= Problem statement =
Once every line in the data that follows has been checked for the word "shallow", give only the number of lines that hold it.

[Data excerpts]
○ ○ ○ ○

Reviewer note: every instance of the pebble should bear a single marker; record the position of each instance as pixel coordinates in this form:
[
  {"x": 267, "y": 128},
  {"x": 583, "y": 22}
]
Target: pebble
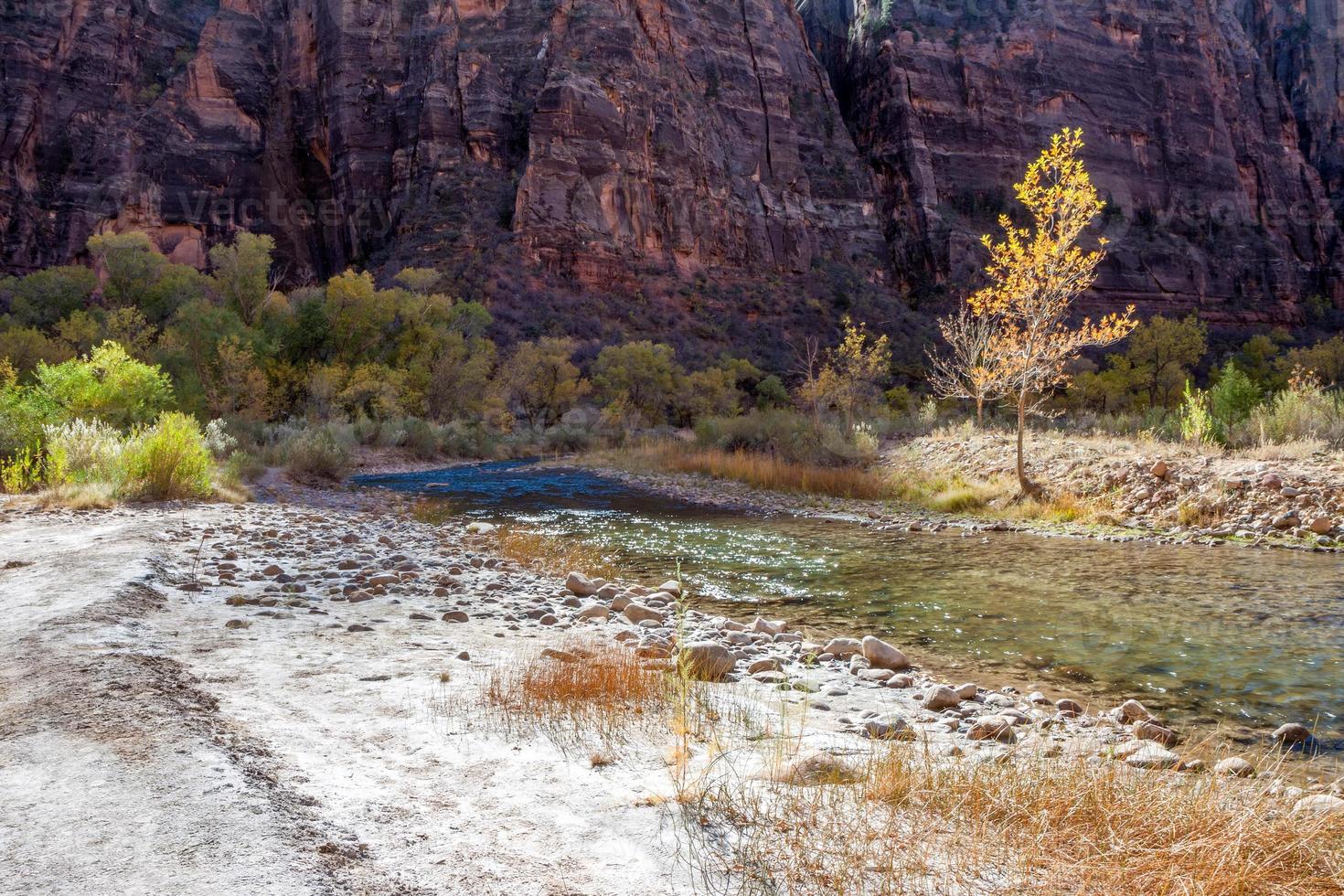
[
  {"x": 880, "y": 655},
  {"x": 1234, "y": 767},
  {"x": 1152, "y": 755}
]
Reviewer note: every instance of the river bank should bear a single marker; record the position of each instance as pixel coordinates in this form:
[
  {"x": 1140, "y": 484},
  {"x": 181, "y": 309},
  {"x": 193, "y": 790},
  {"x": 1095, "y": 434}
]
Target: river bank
[
  {"x": 281, "y": 696},
  {"x": 1105, "y": 489}
]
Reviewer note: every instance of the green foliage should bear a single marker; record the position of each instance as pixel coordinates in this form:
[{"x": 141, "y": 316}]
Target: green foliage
[
  {"x": 1326, "y": 360},
  {"x": 1161, "y": 354},
  {"x": 23, "y": 469},
  {"x": 1197, "y": 422},
  {"x": 1232, "y": 398},
  {"x": 132, "y": 265},
  {"x": 771, "y": 392},
  {"x": 85, "y": 452},
  {"x": 169, "y": 461},
  {"x": 106, "y": 386},
  {"x": 317, "y": 452},
  {"x": 1301, "y": 411},
  {"x": 637, "y": 378},
  {"x": 780, "y": 432},
  {"x": 27, "y": 347},
  {"x": 542, "y": 379},
  {"x": 420, "y": 280},
  {"x": 460, "y": 380},
  {"x": 242, "y": 274},
  {"x": 42, "y": 298},
  {"x": 1258, "y": 359}
]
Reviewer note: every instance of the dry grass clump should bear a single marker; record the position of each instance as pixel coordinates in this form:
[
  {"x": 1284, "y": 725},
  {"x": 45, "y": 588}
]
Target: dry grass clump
[
  {"x": 766, "y": 472},
  {"x": 77, "y": 496},
  {"x": 551, "y": 554},
  {"x": 581, "y": 689},
  {"x": 912, "y": 822}
]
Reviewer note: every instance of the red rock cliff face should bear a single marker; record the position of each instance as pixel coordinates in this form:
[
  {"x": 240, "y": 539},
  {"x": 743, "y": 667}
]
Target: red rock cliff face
[
  {"x": 1220, "y": 185},
  {"x": 606, "y": 137},
  {"x": 626, "y": 146}
]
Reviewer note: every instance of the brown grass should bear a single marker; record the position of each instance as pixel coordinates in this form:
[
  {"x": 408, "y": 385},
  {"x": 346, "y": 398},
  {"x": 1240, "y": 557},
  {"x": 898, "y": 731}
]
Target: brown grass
[
  {"x": 551, "y": 554},
  {"x": 591, "y": 689},
  {"x": 82, "y": 496},
  {"x": 917, "y": 824},
  {"x": 763, "y": 470}
]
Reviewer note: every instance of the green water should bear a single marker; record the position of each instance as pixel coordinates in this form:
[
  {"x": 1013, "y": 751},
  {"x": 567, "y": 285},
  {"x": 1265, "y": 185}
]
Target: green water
[{"x": 1232, "y": 637}]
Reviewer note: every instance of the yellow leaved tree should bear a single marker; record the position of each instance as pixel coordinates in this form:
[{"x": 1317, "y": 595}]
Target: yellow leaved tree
[{"x": 1035, "y": 272}]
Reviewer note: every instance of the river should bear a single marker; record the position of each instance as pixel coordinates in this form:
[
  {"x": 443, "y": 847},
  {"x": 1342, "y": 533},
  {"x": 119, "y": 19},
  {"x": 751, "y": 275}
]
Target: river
[{"x": 1227, "y": 637}]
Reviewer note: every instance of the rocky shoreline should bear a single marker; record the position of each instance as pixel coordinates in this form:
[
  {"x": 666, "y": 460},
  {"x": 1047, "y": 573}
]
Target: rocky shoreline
[
  {"x": 864, "y": 687},
  {"x": 254, "y": 693},
  {"x": 886, "y": 515}
]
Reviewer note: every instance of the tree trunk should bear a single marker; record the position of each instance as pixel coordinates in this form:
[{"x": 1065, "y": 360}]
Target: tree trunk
[{"x": 1027, "y": 486}]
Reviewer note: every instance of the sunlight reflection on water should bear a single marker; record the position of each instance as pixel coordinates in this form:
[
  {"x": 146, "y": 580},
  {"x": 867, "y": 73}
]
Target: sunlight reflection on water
[{"x": 1214, "y": 635}]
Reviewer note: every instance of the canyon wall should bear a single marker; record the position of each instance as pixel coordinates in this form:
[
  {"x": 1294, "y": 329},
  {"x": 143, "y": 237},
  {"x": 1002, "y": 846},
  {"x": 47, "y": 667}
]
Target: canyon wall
[
  {"x": 688, "y": 163},
  {"x": 1211, "y": 131}
]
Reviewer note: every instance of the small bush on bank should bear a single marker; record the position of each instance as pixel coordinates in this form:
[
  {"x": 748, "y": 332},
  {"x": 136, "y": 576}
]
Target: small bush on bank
[
  {"x": 82, "y": 452},
  {"x": 169, "y": 461},
  {"x": 1301, "y": 412},
  {"x": 317, "y": 452}
]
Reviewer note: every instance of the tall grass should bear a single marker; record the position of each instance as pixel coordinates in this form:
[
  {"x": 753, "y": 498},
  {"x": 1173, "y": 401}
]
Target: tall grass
[
  {"x": 763, "y": 470},
  {"x": 552, "y": 554},
  {"x": 583, "y": 688},
  {"x": 905, "y": 821},
  {"x": 169, "y": 461}
]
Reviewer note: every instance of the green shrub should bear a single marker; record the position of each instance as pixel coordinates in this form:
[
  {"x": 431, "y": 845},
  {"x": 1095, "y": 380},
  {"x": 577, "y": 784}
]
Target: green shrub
[
  {"x": 785, "y": 434},
  {"x": 1234, "y": 397},
  {"x": 472, "y": 441},
  {"x": 1197, "y": 422},
  {"x": 82, "y": 452},
  {"x": 169, "y": 460},
  {"x": 106, "y": 386},
  {"x": 420, "y": 438},
  {"x": 317, "y": 452},
  {"x": 1298, "y": 412},
  {"x": 25, "y": 469}
]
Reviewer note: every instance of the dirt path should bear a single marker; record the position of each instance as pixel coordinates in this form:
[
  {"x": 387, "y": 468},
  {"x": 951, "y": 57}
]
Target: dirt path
[{"x": 145, "y": 749}]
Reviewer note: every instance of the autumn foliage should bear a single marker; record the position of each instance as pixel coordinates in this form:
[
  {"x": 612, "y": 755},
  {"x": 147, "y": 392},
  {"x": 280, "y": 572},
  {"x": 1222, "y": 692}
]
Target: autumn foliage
[{"x": 1023, "y": 336}]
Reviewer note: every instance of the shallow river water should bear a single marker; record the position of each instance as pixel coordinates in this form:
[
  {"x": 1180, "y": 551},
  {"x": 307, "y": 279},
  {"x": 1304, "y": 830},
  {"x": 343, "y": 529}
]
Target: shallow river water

○ ○ ○ ○

= Expected output =
2